## start DATA SUPPLIED

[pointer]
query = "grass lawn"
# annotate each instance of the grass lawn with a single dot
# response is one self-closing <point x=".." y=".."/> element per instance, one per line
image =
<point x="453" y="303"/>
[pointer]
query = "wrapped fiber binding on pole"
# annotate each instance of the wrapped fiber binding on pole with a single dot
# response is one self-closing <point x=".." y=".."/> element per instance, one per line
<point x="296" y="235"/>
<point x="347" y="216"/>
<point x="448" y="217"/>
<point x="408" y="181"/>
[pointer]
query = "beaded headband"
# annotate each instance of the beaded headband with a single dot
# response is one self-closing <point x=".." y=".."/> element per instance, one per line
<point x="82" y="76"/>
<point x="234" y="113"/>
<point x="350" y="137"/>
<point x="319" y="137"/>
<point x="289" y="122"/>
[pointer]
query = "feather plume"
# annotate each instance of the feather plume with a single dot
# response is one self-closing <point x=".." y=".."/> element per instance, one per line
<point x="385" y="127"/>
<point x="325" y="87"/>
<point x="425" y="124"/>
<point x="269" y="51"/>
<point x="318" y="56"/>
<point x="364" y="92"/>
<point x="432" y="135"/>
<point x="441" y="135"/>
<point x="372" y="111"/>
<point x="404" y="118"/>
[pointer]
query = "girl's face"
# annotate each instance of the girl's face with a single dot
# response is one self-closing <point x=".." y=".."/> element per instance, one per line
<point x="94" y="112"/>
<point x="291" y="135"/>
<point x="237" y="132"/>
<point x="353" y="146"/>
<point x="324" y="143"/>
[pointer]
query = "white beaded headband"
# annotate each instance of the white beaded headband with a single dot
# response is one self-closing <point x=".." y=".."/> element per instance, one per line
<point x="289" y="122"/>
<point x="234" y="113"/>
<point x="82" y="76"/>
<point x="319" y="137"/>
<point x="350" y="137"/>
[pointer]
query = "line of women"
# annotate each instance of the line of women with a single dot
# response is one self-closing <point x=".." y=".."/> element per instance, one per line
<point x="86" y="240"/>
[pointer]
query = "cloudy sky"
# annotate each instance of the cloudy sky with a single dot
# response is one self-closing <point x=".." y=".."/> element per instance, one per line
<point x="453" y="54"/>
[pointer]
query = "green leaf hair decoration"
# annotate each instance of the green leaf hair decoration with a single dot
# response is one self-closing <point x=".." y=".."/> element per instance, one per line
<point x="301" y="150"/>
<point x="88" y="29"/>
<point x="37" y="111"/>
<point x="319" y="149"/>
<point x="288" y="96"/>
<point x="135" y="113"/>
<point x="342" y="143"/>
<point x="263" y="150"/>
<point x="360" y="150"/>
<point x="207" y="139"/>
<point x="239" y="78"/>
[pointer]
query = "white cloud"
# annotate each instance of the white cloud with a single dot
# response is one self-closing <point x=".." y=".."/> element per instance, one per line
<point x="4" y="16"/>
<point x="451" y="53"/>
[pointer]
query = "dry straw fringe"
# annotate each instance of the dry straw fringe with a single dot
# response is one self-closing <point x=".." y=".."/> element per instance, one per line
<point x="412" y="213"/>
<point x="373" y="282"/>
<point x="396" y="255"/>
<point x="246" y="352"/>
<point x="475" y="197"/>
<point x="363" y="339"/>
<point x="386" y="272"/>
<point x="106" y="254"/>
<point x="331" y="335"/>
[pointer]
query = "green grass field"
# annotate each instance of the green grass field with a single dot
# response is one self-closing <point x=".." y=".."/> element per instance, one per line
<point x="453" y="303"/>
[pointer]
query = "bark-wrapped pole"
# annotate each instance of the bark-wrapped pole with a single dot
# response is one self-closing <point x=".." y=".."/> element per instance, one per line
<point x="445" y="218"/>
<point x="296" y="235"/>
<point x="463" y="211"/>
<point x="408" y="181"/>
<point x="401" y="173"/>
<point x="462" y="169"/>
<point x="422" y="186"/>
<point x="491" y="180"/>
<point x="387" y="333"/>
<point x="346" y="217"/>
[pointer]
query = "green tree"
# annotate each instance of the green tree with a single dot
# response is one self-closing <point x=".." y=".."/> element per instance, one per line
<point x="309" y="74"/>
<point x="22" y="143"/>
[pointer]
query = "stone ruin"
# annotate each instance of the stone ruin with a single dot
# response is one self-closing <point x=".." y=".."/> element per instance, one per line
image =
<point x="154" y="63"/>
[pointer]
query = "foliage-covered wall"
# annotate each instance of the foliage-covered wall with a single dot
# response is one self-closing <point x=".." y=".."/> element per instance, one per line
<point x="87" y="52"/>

## end DATA SUPPLIED

**PROBLEM REQUIREMENTS**
Return all the data above once more, precisely as given.

**RESPONSE BELOW**
[pointer]
query = "grass lawn"
# annotate each instance of the grass lawn with a single dot
# response is one self-closing <point x=".." y=".."/> element per instance, one per line
image =
<point x="453" y="303"/>
[pointer]
query = "wrapped fiber binding on pole"
# annotate each instance of the wrapped fiber binding on pole with a single dot
# response is one self-closing <point x=".." y=".."/> element per instance, one per line
<point x="296" y="235"/>
<point x="347" y="216"/>
<point x="448" y="217"/>
<point x="408" y="181"/>
[pointer]
query = "beaded headband"
# annotate each instance of the beaded headband with a single dot
# response is one self-closing <point x=".." y=".."/> element per instance, one per line
<point x="82" y="76"/>
<point x="234" y="113"/>
<point x="350" y="137"/>
<point x="319" y="137"/>
<point x="289" y="122"/>
[pointer]
query = "feather plume"
# annotate each instance of the feather plume with a single dot
# response is one self-closing <point x=".." y=".."/> element per instance, one per line
<point x="385" y="127"/>
<point x="325" y="87"/>
<point x="425" y="124"/>
<point x="269" y="51"/>
<point x="318" y="56"/>
<point x="364" y="92"/>
<point x="432" y="135"/>
<point x="441" y="135"/>
<point x="372" y="111"/>
<point x="404" y="118"/>
[pointer]
query = "girl's face"
# annotate each instance of the girl's face with a single dot
# response is one self-closing <point x=".." y=".."/> element per instance, one per line
<point x="94" y="112"/>
<point x="291" y="135"/>
<point x="237" y="132"/>
<point x="353" y="146"/>
<point x="324" y="143"/>
[pointer]
query = "white beaded headband"
# annotate each instance of the white beaded headband with a single dot
# response is one self-closing <point x=".." y=".."/> element per instance, one per line
<point x="289" y="122"/>
<point x="234" y="113"/>
<point x="82" y="76"/>
<point x="319" y="137"/>
<point x="350" y="137"/>
[pointer]
query = "line of women"
# annotate each instance of the line of women with a single dot
# response is one self-closing <point x=".." y=".."/> element per instance, one per line
<point x="86" y="240"/>
[pointer]
query = "cloudy sky"
# annotate each instance of the cloudy sky with a single dot
# response is one self-closing <point x=".." y=".."/> element per instance, one per line
<point x="453" y="54"/>
[pointer]
query = "green leaf hair decoration"
# annotate each instance of the green leaf hair decoration with a single dot
# response is one self-closing <point x=".." y=".."/> element per instance, one per line
<point x="301" y="150"/>
<point x="88" y="29"/>
<point x="37" y="111"/>
<point x="319" y="149"/>
<point x="288" y="96"/>
<point x="135" y="113"/>
<point x="342" y="143"/>
<point x="263" y="150"/>
<point x="360" y="150"/>
<point x="207" y="139"/>
<point x="239" y="78"/>
[pointer]
query = "white cloud"
# annotate each instance of the white cloud with a single dot
# response is one self-closing <point x=".." y=".."/> element per instance, one per line
<point x="4" y="16"/>
<point x="451" y="53"/>
[pointer]
query = "dry straw fringe"
# annotate each instance of the dry straw fringe with a single dot
# response is one self-closing <point x=".." y=".."/> element per instance, one per line
<point x="412" y="213"/>
<point x="373" y="282"/>
<point x="396" y="255"/>
<point x="246" y="352"/>
<point x="475" y="197"/>
<point x="363" y="339"/>
<point x="386" y="272"/>
<point x="106" y="254"/>
<point x="331" y="335"/>
[pointer]
query = "green grass field"
# annotate each instance of the green grass field with a single dot
# response is one self-closing <point x=".." y=".."/> element per instance, one per line
<point x="453" y="303"/>
[pointer]
query = "bark-wrapped pole"
# annotate each instance of the bark-wrapped pole with a single dot
# response is one self-closing <point x=".." y=".."/> element per instance, one per line
<point x="445" y="218"/>
<point x="296" y="235"/>
<point x="463" y="211"/>
<point x="408" y="181"/>
<point x="401" y="173"/>
<point x="462" y="169"/>
<point x="422" y="186"/>
<point x="491" y="180"/>
<point x="387" y="333"/>
<point x="346" y="217"/>
[pointer]
query = "green tree"
# annotate each instance of the green tree with a single dot
# response is one self-closing <point x=".." y=".."/> element per instance, one per line
<point x="309" y="74"/>
<point x="22" y="143"/>
[pointer]
query = "stone ruin"
# annotate each instance of the stone ruin with a single dot
# response is one self-closing <point x=".." y=".."/> element per instance, one per line
image =
<point x="154" y="63"/>
[pointer]
query = "foliage-covered wall"
# annotate each instance of the foliage-covered wall with a single dot
# response is one self-closing <point x=".." y=".."/> element per instance, one per line
<point x="87" y="52"/>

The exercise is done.